▸ Rows from an object-pointing dataset
--------------------
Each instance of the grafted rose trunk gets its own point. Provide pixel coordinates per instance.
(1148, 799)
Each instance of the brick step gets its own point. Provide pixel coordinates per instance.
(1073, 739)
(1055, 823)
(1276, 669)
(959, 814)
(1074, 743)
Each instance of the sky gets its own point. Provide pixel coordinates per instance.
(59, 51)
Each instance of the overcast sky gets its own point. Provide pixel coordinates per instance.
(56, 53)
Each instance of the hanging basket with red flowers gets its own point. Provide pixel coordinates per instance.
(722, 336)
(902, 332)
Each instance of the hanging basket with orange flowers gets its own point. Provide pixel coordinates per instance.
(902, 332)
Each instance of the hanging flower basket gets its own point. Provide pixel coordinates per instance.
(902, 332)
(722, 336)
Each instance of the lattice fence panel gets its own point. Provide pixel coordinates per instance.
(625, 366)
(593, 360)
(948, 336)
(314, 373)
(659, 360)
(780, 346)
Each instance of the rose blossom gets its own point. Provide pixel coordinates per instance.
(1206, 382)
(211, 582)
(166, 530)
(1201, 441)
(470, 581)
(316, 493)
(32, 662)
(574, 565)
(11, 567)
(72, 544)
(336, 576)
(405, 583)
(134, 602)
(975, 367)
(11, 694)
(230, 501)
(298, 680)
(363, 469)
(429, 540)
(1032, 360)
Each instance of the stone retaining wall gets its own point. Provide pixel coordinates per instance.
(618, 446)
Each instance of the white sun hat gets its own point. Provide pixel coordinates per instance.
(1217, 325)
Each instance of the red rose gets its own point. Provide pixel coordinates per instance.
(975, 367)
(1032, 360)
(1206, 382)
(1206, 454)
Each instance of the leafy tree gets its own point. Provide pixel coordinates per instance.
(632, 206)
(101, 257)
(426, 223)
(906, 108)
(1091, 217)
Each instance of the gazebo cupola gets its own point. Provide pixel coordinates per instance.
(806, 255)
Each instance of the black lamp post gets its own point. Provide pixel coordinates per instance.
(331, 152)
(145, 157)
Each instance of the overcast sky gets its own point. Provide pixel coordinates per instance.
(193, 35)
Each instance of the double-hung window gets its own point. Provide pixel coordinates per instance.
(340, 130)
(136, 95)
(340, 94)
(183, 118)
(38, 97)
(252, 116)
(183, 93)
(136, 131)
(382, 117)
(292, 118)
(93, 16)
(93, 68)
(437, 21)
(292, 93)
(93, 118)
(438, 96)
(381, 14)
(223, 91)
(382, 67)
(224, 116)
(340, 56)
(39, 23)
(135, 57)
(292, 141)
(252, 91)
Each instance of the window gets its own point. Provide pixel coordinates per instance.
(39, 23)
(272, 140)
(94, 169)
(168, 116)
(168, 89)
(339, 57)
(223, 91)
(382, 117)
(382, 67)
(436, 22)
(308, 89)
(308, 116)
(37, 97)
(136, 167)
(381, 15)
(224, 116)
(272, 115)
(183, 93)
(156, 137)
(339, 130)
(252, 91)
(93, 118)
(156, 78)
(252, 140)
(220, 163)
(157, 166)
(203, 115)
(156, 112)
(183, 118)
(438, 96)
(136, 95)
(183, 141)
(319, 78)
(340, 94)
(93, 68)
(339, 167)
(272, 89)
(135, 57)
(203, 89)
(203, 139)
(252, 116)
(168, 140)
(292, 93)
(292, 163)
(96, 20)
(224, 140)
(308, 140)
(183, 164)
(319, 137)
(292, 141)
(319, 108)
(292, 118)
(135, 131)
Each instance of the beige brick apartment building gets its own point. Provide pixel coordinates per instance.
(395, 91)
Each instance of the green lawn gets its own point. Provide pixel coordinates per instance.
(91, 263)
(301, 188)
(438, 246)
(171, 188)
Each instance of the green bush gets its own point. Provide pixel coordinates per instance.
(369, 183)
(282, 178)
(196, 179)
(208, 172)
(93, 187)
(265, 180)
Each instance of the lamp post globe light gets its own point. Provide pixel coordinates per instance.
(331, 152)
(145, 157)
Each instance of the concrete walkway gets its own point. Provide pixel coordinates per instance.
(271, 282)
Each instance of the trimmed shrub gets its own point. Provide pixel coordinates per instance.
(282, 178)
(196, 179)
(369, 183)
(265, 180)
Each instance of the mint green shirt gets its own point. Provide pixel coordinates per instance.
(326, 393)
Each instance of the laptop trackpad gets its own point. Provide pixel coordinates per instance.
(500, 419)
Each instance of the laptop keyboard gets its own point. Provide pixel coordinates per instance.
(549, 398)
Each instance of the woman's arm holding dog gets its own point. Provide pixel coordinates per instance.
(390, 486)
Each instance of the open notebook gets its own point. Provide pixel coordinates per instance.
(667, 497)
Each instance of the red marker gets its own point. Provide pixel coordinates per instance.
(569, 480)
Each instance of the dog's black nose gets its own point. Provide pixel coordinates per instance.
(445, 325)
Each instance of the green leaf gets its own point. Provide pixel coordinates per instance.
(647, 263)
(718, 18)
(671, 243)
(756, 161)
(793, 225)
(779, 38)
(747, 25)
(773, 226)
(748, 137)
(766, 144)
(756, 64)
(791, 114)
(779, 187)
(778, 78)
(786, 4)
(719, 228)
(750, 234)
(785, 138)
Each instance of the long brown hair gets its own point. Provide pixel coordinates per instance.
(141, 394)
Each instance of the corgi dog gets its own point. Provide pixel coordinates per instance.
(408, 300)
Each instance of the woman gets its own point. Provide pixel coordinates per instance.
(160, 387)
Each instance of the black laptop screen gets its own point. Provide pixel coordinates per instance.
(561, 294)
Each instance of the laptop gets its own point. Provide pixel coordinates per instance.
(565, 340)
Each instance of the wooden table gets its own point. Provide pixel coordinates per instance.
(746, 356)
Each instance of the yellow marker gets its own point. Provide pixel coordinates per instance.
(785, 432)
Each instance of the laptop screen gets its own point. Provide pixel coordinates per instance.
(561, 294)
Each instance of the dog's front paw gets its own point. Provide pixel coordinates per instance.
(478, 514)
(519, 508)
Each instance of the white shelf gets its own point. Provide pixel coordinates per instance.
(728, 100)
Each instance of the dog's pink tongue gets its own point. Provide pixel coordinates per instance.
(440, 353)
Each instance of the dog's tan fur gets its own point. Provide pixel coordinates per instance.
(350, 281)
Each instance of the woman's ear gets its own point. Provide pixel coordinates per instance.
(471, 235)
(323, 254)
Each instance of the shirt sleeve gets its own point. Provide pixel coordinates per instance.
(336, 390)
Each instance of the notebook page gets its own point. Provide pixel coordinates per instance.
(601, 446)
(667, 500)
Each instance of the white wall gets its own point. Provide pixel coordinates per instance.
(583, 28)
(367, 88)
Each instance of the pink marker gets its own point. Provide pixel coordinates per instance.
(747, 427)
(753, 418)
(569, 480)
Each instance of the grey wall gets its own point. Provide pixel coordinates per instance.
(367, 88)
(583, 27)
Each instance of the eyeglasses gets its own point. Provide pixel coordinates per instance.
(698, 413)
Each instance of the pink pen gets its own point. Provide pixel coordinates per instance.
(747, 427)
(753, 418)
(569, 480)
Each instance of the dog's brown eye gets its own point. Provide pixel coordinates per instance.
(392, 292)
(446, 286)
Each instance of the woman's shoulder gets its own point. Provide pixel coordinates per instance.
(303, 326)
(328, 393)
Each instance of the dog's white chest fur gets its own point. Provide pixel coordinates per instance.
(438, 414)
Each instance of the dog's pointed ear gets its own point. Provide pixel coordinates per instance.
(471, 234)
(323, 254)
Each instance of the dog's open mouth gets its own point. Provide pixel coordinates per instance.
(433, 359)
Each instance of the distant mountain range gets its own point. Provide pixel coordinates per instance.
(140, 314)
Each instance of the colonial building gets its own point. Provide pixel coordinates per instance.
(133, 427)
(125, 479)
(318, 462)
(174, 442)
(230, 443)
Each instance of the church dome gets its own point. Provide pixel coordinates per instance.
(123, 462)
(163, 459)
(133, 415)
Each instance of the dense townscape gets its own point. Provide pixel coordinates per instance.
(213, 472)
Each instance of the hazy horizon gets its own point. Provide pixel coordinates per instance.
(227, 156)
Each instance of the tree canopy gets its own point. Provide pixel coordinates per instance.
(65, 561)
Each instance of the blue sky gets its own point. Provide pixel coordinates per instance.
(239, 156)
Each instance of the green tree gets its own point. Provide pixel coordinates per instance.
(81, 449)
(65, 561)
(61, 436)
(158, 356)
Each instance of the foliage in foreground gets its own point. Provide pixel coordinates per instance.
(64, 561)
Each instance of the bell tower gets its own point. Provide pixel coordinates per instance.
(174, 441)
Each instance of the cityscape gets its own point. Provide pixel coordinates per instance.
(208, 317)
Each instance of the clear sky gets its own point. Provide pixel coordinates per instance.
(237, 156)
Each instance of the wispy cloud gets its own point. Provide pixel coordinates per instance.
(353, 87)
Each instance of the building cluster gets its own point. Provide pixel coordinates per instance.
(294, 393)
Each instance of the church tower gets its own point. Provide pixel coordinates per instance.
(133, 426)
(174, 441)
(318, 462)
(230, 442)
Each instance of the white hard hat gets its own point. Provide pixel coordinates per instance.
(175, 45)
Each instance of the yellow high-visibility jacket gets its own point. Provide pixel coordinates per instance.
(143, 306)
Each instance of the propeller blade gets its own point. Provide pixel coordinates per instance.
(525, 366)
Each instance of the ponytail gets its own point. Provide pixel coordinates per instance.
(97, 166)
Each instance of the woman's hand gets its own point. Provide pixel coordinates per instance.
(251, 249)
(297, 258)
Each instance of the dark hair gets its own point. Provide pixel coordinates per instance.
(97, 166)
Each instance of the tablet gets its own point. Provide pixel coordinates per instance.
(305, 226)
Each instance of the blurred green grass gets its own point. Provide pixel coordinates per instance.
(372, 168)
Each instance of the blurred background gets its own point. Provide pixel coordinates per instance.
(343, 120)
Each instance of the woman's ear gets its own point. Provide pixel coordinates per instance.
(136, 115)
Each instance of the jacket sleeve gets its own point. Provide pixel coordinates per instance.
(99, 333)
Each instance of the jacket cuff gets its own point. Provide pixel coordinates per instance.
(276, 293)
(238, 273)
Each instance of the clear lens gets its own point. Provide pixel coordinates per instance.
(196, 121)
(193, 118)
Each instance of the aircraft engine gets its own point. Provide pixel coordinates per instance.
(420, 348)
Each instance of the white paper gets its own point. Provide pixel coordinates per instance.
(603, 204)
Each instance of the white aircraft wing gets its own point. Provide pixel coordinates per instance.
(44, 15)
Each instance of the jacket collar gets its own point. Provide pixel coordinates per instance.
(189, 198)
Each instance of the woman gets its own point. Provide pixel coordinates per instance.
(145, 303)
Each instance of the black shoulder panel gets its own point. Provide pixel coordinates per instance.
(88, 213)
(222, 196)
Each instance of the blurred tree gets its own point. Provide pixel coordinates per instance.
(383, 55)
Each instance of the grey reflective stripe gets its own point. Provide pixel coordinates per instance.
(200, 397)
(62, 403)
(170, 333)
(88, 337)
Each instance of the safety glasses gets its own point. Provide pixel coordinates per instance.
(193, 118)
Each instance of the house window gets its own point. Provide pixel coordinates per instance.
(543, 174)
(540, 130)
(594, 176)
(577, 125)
--------------------
▸ WORK TO BE COMPLETED
Copy out the items from the line containing "Each instance of the grey reflective" through the final line of the items, including both of those lines.

▸ SOLUTION
Each instance of the grey reflective stripe gets its own point. Provide pixel coordinates per instance.
(200, 397)
(62, 403)
(170, 333)
(88, 337)
Each instance of the safety glasses gets its own point. Provide pixel coordinates per instance.
(193, 118)
Each instance of the house window gets its own point. Provide pixel coordinates per instance.
(543, 174)
(540, 130)
(594, 176)
(577, 125)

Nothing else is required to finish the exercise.